Render every line of the items below as a JSON list of strings, one string per line. Omit blank lines and leave out the pictures.

** begin WORKING DATA **

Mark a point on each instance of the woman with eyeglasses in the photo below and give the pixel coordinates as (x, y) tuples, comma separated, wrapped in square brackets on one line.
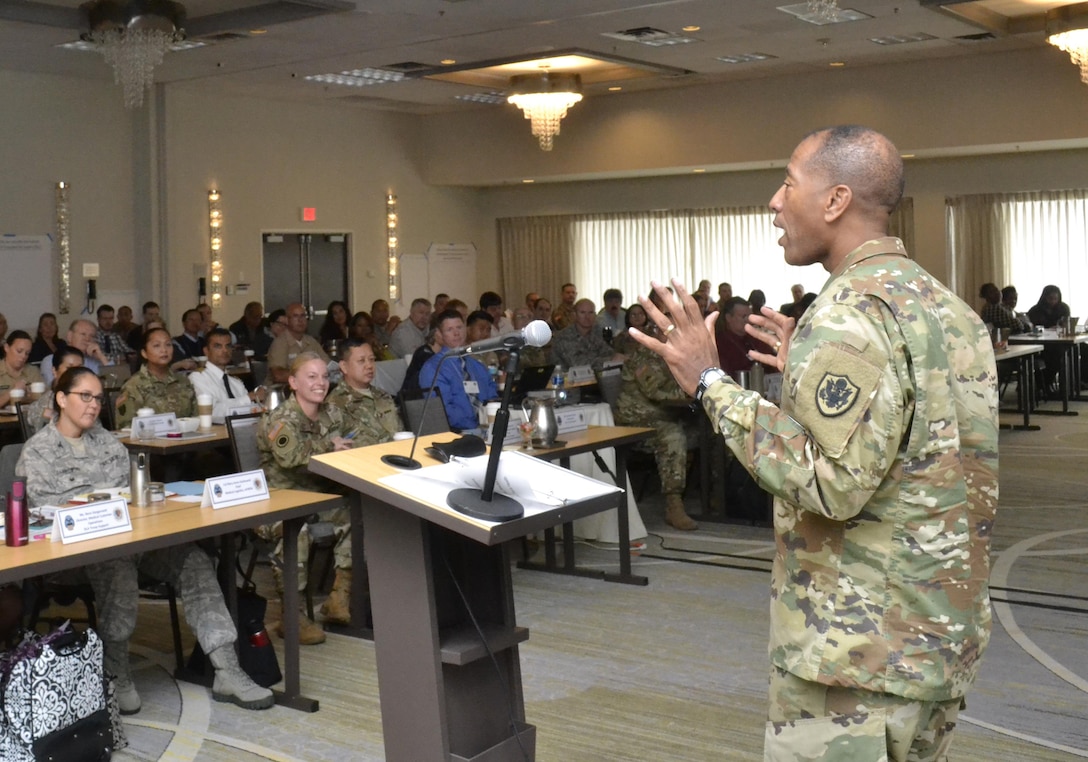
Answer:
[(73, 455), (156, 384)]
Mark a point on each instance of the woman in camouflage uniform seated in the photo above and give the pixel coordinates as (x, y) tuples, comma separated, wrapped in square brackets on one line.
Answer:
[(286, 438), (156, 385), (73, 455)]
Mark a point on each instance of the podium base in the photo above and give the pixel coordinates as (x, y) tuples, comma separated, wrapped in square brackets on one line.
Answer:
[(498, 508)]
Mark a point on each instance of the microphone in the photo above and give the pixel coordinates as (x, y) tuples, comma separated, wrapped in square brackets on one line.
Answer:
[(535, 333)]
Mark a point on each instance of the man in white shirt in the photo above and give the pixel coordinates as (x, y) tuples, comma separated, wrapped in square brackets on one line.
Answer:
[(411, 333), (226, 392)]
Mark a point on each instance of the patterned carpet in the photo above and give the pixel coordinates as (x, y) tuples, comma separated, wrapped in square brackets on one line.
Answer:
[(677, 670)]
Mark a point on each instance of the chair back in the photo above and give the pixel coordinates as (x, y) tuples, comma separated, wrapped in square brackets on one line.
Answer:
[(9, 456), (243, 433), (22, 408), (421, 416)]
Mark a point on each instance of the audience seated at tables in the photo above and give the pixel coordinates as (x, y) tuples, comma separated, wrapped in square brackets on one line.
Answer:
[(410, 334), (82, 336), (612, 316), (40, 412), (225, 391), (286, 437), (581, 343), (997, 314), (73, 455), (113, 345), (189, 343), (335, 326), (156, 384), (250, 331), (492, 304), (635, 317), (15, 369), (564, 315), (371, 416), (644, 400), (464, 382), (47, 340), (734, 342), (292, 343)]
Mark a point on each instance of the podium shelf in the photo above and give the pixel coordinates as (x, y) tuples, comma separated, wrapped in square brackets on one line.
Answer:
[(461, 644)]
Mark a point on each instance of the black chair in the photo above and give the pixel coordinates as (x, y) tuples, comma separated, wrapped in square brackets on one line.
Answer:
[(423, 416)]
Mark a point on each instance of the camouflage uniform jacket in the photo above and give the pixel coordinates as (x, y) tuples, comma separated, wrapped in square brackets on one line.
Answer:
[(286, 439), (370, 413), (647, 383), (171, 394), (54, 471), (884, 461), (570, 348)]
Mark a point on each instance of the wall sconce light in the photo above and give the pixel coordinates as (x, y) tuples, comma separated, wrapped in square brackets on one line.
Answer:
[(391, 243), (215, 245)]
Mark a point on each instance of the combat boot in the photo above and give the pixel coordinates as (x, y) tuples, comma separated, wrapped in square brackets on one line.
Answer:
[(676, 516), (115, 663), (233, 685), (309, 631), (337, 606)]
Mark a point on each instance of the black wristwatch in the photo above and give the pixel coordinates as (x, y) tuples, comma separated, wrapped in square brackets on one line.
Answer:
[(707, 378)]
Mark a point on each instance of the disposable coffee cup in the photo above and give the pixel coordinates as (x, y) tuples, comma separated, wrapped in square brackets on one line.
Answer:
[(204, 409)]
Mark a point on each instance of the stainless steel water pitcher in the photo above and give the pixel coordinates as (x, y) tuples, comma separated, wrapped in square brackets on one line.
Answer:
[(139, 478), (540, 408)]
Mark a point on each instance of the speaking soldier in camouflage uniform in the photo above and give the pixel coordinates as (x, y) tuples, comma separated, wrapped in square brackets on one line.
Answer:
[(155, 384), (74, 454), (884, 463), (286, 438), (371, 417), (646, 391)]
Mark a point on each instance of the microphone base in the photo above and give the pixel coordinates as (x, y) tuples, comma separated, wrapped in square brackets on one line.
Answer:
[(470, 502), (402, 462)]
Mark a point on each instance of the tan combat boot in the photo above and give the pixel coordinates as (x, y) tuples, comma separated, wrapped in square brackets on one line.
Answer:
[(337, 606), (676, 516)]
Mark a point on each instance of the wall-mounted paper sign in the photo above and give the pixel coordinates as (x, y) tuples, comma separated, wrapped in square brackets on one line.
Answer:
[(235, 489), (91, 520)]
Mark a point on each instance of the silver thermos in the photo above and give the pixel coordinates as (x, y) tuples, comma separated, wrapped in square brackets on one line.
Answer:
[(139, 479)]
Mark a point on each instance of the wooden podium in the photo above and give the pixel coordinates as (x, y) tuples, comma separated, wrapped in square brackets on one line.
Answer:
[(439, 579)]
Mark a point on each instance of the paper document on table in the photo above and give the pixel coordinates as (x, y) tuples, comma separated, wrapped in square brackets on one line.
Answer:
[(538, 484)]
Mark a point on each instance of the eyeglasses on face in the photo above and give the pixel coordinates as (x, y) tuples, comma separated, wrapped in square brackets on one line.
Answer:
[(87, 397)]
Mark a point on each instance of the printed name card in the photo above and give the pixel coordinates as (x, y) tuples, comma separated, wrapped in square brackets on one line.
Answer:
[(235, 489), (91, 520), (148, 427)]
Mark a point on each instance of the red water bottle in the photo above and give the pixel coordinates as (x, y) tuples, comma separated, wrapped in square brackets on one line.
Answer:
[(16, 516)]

** end WORKING DATA **

→ EXERCISE ANSWER:
[
  "Mark a point on each instance of the woman with eyeglasses in the photo below and give the pixel coordinates as (x, y) tuples, comma separated, wrapped in square brackets on one line.",
  "Answer:",
  "[(73, 455), (156, 384)]",
  "Mark a point on each instance of the woman in camouflage uniform seated in the photo above and give the pixel coordinates as (x, y) tuples, comma separated, wrapped in square brackets on one line.",
  "Answer:",
  "[(286, 438), (156, 385), (73, 455)]",
  "Mark a point on each instance of the podium base in the photo above and give the pixel coordinates as (x, y) tuples, comma separated, wrapped in square brackets on one line.",
  "Answer:",
  "[(498, 508)]",
  "Mark a point on each instance of the microphone in the photo above and give the pixel coordinates as (x, y) tuples, comma separated, wrapped in square brackets on one line.",
  "Answer:",
  "[(535, 333)]",
  "Mark a point on each instance of the man in white shirt in the photo above and give the pixel coordinates as (x, y) tuples, comma separated, wrapped in square brackets on one line.",
  "Answer:",
  "[(411, 333), (226, 392)]",
  "Mark a point on each instance of the patterned carpet in the photo above and give the pixel coordinates as (x, y) tuples, comma separated, wrapped in square brackets on one line.",
  "Answer:",
  "[(677, 670)]",
  "Mark a point on each instance of the chair back in the photo above and give the pixel coordinates as (x, y) tuples, comma separated, wrapped in square brackets on one line.",
  "Answer:",
  "[(9, 456), (243, 433), (22, 408), (421, 416)]",
  "Mark a point on each instance of the audience seated at tables in the photo above and give the pixel coordinates as (x, y) tuples, comma separated, wrapped in square brackets on one line.",
  "Answer:",
  "[(410, 334), (82, 336), (612, 316), (40, 412), (225, 391), (286, 437), (581, 343), (997, 314), (73, 455), (113, 345), (189, 343), (335, 326), (156, 384), (250, 331), (492, 304), (635, 317), (15, 369), (564, 315), (371, 416), (644, 400), (464, 382), (47, 340), (734, 342), (292, 343)]",
  "Mark a point on each instance of the podium shelf in the photo above and give the pixel coordinates as (x, y) tuples, comma separated, wrapped in square brackets on one line.",
  "Answer:",
  "[(461, 644)]",
  "Mark a point on each instance of the black chair in the photo above and give the pixel coordinates as (x, y) tuples, comma separated, wrapped in square brackets on one line.",
  "Answer:",
  "[(423, 416)]",
  "Mark a point on each instance of the camouflage uniform jacket in the photo above and give the pixel coordinates as (x, y) tuples, comma separated, wrapped in square brackets on one line.",
  "Answer:",
  "[(286, 439), (370, 413), (647, 383), (171, 394), (54, 471), (884, 461), (570, 348)]",
  "Mark a point on each instance of the wall sconce light in the photo above and give the pixel coordinates as (x, y) tuples, comma separated, wrapped in square brackets on one line.",
  "Answer:",
  "[(391, 243), (215, 245)]",
  "Mark a point on each instance of the combat boot in the photo above and give the pixel coordinates as (x, y) tuples, comma separated, wrapped in square brackets on one line.",
  "Answer:",
  "[(676, 516), (115, 663), (233, 685), (309, 631), (337, 606)]",
  "Mark a point on each instance of the black wristwatch in the photo above and give the pixel coordinates as (x, y) tuples, comma separated, wrapped in square brackets on one line.",
  "Answer:",
  "[(707, 378)]",
  "Mark a point on each instance of the disposable coffee cup in the photo above and give the pixel coordinates as (x, y) tuples, comma separated, wrapped in square brackets on one line.",
  "Answer:",
  "[(204, 409)]",
  "Mark a point on each instance of the stainless steel water pitcher in the photo above and give the pixel coordinates as (x, y) tuples, comma separated, wrapped in square brackets on one line.",
  "Answer:",
  "[(139, 478), (540, 408)]",
  "Mark a point on each instance of the speaking soldier in camouflage uniform in the photo above and give the pixel coordinates as (x, y) tuples, comma separated, wrapped in square brackets on one line.",
  "Answer:",
  "[(155, 384), (74, 454), (884, 463), (286, 438), (371, 417), (646, 391)]",
  "Mark a point on each instance of the microphone base in the photo above and give the pixel coordinates as (x, y) tuples, comma separated, wrapped in square brackets on one line.",
  "Answer:",
  "[(470, 502), (402, 462)]",
  "Mark a point on each instance of the tan combat boot in the photo above and give the pixel coordinates as (x, y) tuples, comma separated, wrapped in square brackets on one line.",
  "Answer:",
  "[(337, 606), (676, 516)]",
  "Mark a point on each instance of the wall-mounted paper sign in the photo above and give the pixel coordinates as (x, y) tuples, comma separated, wrapped in square brackets on one line.",
  "Answer:",
  "[(235, 489), (91, 520)]",
  "Mark a point on each instance of the silver thermos in the photo above and give the pixel coordinates as (x, y) tuples, comma separated, wrapped in square brackets on one line.",
  "Answer:",
  "[(139, 479)]",
  "Mark a point on each instance of the wooden podium in the photo above and give the pixel coordinates as (x, y) tuples, comma separated, wrapped in square brackets on one line.",
  "Answer:",
  "[(439, 579)]",
  "Mark a point on each instance of the paper document on table in the photo above and give the pixel coordinates as (x, y) tuples, comma separated, wrapped in square brackets on one line.",
  "Answer:",
  "[(538, 484)]",
  "Mark a point on each instance of the eyeglasses on face in the photo above and give the pixel coordinates as (x, y) tuples, comma separated, wrapped in square brackets on one line.",
  "Answer:",
  "[(87, 397)]",
  "Mark a point on each instance of the printed name card in the photo above and give the pixel coordinates as (x, y) tuples, comma separated, wrapped in square brackets on one line.",
  "Answer:",
  "[(235, 489), (91, 520), (148, 427)]",
  "Mark a point on each instance of the red water bottle in the photo above and give the pixel coordinates as (x, y) tuples, comma separated, wrapped in square brackets on one line.",
  "Answer:",
  "[(16, 516)]"
]